| Supplied information |
******

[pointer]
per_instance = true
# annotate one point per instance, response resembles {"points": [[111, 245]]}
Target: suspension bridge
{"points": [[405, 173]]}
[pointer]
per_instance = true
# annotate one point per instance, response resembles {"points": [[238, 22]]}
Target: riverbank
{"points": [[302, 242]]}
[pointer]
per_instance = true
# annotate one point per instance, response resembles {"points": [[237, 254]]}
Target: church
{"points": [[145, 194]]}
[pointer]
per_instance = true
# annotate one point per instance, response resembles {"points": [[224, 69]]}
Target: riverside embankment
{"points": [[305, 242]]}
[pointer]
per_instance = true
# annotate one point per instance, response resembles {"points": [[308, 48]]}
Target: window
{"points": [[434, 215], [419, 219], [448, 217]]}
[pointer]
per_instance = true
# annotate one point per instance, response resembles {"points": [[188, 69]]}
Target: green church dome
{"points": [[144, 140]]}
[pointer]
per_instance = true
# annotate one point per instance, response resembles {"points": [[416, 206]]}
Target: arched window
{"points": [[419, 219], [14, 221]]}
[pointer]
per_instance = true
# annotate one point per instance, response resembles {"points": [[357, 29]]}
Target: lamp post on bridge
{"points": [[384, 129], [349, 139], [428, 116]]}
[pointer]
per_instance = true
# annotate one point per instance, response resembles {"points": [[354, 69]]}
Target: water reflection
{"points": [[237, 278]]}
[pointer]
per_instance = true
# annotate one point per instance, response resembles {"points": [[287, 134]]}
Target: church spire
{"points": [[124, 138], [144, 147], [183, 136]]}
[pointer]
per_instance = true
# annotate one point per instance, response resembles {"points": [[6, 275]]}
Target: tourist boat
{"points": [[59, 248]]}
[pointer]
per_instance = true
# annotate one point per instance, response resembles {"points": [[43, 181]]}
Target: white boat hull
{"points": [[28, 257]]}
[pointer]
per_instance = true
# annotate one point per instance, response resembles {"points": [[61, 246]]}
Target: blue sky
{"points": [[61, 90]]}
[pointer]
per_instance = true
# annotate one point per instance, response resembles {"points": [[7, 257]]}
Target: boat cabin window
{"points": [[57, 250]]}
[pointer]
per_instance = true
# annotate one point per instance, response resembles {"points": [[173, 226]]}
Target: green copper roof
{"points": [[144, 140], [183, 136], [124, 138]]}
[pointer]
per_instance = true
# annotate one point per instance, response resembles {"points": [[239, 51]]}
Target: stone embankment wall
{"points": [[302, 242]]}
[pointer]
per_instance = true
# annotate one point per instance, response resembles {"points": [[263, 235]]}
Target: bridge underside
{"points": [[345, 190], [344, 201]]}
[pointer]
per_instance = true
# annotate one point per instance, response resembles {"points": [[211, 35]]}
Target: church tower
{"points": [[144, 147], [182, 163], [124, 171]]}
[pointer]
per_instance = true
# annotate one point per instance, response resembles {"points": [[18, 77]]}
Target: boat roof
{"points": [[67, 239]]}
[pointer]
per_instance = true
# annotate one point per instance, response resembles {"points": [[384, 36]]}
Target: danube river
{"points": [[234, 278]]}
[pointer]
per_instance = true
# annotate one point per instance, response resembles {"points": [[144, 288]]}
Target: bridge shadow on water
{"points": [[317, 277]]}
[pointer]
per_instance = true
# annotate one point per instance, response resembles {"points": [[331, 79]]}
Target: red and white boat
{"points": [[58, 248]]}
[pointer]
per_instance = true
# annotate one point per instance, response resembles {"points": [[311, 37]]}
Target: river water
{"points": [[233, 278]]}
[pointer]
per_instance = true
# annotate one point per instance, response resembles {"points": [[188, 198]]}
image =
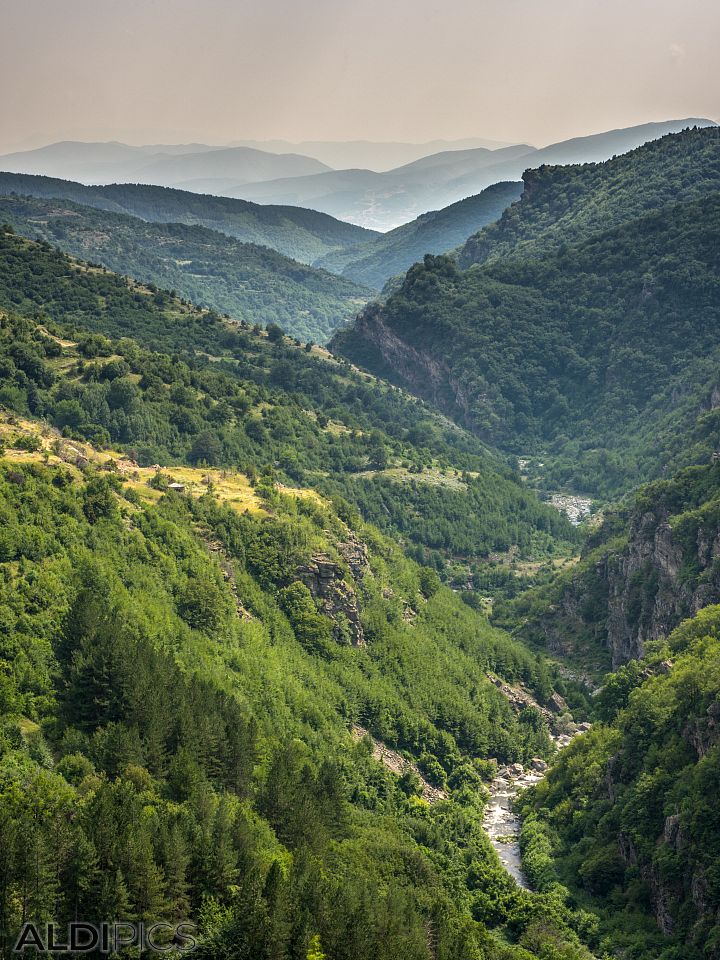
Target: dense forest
{"points": [[304, 235], [253, 283], [226, 395], [377, 259], [627, 818], [594, 358], [181, 719], [277, 636]]}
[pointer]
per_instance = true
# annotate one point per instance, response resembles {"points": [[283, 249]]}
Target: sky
{"points": [[214, 71]]}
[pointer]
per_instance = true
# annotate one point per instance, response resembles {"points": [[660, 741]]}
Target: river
{"points": [[501, 824]]}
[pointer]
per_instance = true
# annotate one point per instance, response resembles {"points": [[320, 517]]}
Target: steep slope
{"points": [[562, 205], [304, 235], [235, 397], [167, 166], [652, 563], [597, 357], [628, 818], [189, 653], [175, 727], [253, 283], [385, 200], [439, 231]]}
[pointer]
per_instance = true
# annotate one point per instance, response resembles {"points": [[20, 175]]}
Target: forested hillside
{"points": [[597, 357], [568, 204], [627, 818], [253, 283], [652, 563], [439, 231], [303, 235], [191, 655], [200, 389]]}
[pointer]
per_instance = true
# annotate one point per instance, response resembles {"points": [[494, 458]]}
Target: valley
{"points": [[359, 593]]}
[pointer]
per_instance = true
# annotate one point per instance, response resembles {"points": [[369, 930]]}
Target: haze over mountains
{"points": [[277, 674], [377, 200], [383, 201]]}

******

| Your goal |
Leave out the pictures and output the rest of the material exactly as written.

| Output of the exercise |
[pointer]
per_instance = true
# annotate one point per instance, response resembles {"points": [[111, 245]]}
Target: suspension bridge
{"points": [[405, 173]]}
[pointer]
per_instance = true
# annotate one point per instance, response resembles {"points": [[238, 22]]}
Target: riverbank
{"points": [[302, 242]]}
[pointer]
per_instance = true
# annotate one point per instance, response resembles {"points": [[237, 254]]}
Target: church
{"points": [[145, 194]]}
[pointer]
per_instance = true
# annotate one point per instance, response resembles {"points": [[224, 69]]}
Target: riverside embankment
{"points": [[305, 242]]}
[pointer]
per_instance = true
# annotate one point per instance, response resembles {"points": [[308, 48]]}
Target: window
{"points": [[434, 215], [419, 219], [448, 217]]}
[pointer]
per_instance = true
# annotate one point per instance, response resembles {"points": [[188, 69]]}
Target: green church dome
{"points": [[144, 140]]}
[pointer]
per_instance = true
# annotate one point per instance, response resembles {"points": [[416, 206]]}
Target: arched window
{"points": [[419, 219], [14, 221]]}
[pointer]
per_instance = true
# annotate one point per instance, response resembles {"points": [[357, 29]]}
Target: lamp post on bridge
{"points": [[384, 129], [349, 139], [428, 116]]}
[pointer]
per_instance = true
# annotate one point per instance, response resembles {"points": [[354, 69]]}
Target: water reflection
{"points": [[237, 278]]}
[pointer]
per_instance = true
# annotate one point per instance, response resembles {"points": [[287, 134]]}
Target: church spire
{"points": [[124, 138], [144, 147], [183, 136]]}
[pointer]
per_instance = true
# annotate one point per instance, response resembles {"points": [[6, 275]]}
Target: tourist boat
{"points": [[59, 248]]}
[pointer]
per_instance = true
# annotate one point per instance, response resembles {"points": [[43, 181]]}
Target: white boat hull
{"points": [[28, 257]]}
[pointer]
per_instance = true
# annotate one point per instance, response resembles {"points": [[61, 246]]}
Target: blue sky
{"points": [[61, 90]]}
[pointer]
per_instance = true
# annotate one point per instance, response resembles {"points": [[7, 257]]}
Target: boat cabin window
{"points": [[57, 250]]}
[pointer]
per_instance = true
# annotate one point per instance, response resembles {"points": [[173, 226]]}
Target: green copper roof
{"points": [[144, 140], [183, 136], [124, 138]]}
[pointer]
per_instance = true
# annotate one point per instance, response resembles {"points": [[239, 51]]}
Target: stone embankment wall
{"points": [[302, 242]]}
[pointer]
per_instance = true
# annotate one point per instance, response resembles {"points": [[263, 235]]}
Target: bridge underside
{"points": [[345, 190], [344, 201]]}
[pointer]
per_instance = true
# annotate one point per instance, response resembles {"points": [[211, 35]]}
Target: church tower
{"points": [[144, 147], [182, 163], [124, 171]]}
[pointer]
per_instance = true
# annotate one point per instance, response resembles {"points": [[18, 77]]}
Target: boat roof
{"points": [[67, 239]]}
[pointer]
per_instance = true
# annotate one point per instance, response resembles {"points": [[384, 36]]}
Target: danube river
{"points": [[234, 278]]}
[pointer]
per_instance = true
# annotate one point per instance, response resembles {"points": [[144, 288]]}
Target: bridge shadow on water
{"points": [[317, 277]]}
[pointer]
per_instance = true
# annotate one point per instance, response resembles {"points": [[331, 79]]}
Target: red and white boat
{"points": [[58, 248]]}
[pointer]
per_instance = true
# annotate one point per instance, response resembles {"points": [[311, 37]]}
Target: river water
{"points": [[233, 278]]}
[pointer]
per_instance = true
# annotate one point per instance, response resembles {"points": [[188, 198]]}
image =
Target: dense forest
{"points": [[304, 235], [253, 283], [226, 395], [377, 259], [627, 818], [594, 358], [181, 719], [277, 636]]}
[pointer]
per_instance = true
# annotate one point per instance, response resembles {"points": [[283, 249]]}
Target: sky
{"points": [[214, 71]]}
[pointer]
per_instance = true
# annotate one point per instance, response resembles {"points": [[660, 741]]}
Target: river
{"points": [[501, 824]]}
[pointer]
per_instance = true
# annotate one point per instance, response resembles {"points": [[320, 517]]}
Target: steep slope
{"points": [[562, 205], [304, 235], [235, 397], [167, 166], [652, 563], [597, 357], [628, 818], [189, 653], [175, 727], [253, 283], [385, 200], [439, 231]]}
[pointer]
per_instance = true
# annotate one point per instance, response resembles {"points": [[20, 175]]}
Target: forested hillside
{"points": [[597, 357], [568, 204], [627, 818], [253, 283], [652, 563], [439, 231], [303, 235], [191, 655], [200, 389]]}
[pointer]
per_instance = true
# annotate one point per instance, response resembles {"points": [[494, 458]]}
Target: valley
{"points": [[359, 593]]}
[pointer]
per_instance = true
# annotate one point per instance, response resembles {"points": [[369, 930]]}
Target: haze over mountains
{"points": [[277, 674], [377, 200], [383, 201]]}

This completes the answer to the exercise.